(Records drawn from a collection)
******
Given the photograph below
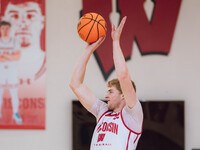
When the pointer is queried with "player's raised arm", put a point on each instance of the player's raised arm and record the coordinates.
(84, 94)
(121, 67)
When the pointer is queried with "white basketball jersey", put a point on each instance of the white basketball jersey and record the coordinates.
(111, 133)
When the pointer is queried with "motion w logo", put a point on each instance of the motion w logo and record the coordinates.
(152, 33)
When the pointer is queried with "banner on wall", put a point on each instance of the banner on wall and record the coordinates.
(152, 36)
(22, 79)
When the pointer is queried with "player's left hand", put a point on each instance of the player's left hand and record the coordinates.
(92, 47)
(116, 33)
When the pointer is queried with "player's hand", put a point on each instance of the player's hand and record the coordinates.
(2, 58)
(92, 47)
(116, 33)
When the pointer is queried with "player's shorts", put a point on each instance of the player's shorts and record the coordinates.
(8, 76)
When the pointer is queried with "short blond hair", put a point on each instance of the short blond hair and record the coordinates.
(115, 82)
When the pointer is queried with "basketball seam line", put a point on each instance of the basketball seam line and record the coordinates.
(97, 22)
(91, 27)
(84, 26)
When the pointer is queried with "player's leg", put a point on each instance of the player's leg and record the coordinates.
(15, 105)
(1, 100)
******
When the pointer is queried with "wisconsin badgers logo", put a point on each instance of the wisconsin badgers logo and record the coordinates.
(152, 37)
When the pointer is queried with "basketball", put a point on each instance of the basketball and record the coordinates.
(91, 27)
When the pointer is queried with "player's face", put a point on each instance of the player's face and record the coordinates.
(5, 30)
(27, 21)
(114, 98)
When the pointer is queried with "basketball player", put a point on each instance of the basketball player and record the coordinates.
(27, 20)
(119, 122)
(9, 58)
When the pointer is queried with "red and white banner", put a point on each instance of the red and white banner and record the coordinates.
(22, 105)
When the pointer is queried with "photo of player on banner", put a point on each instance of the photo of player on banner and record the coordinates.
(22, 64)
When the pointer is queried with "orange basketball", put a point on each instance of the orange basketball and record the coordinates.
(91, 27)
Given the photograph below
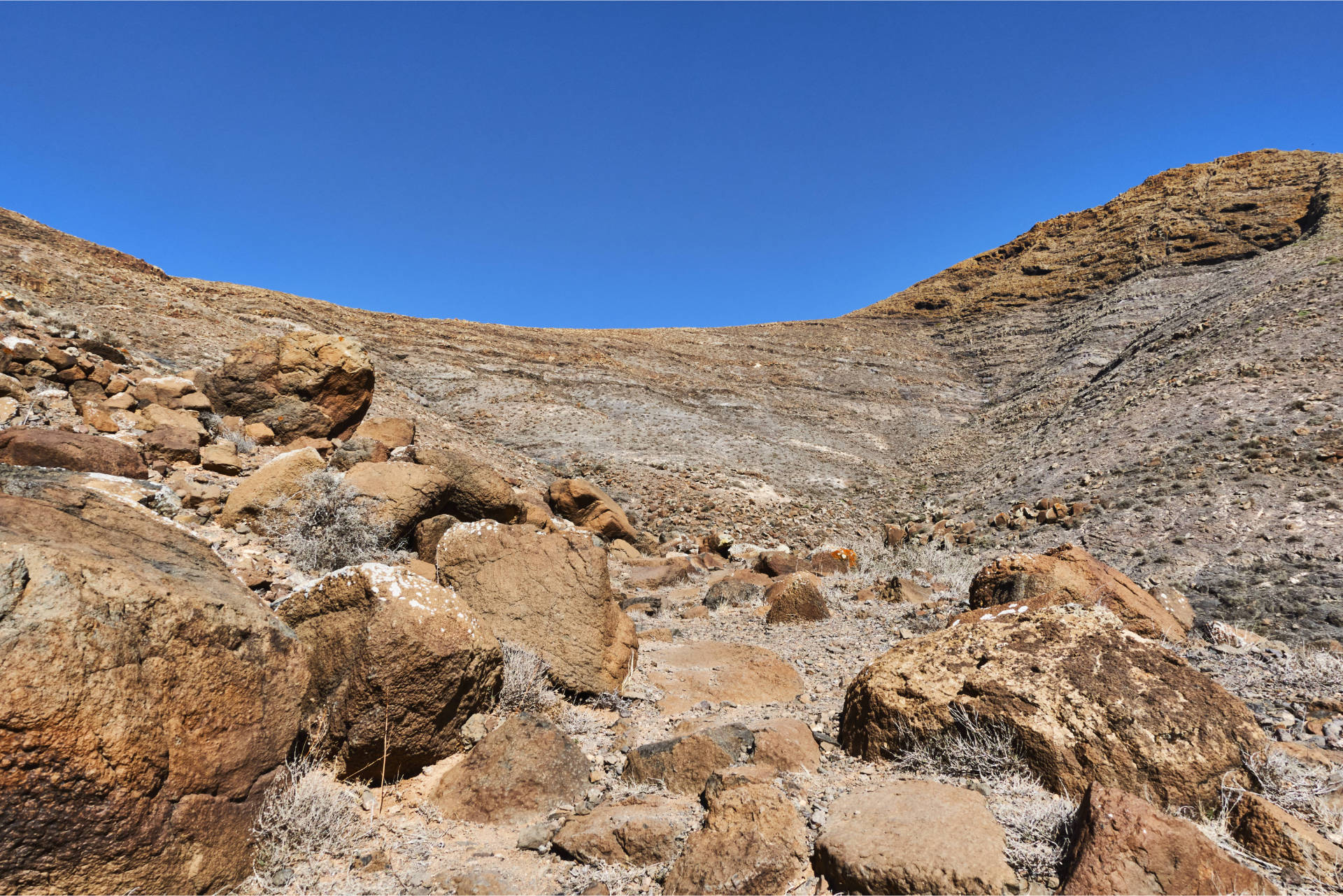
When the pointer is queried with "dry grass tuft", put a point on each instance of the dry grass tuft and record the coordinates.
******
- Task brief: Gather and copy out every line of the records above that contains the word "banner".

- Task response:
When the pointer is queried with "banner on wall", put a point on each instance of the banner on wall and record the coordinates.
When the pointer is queried with "red and white banner", put a point on each instance of the red and white banner and record the coordinates.
When the pointer is queried with "photo of player on banner", put a point on each instance of the photo of player on banner and record the coordinates.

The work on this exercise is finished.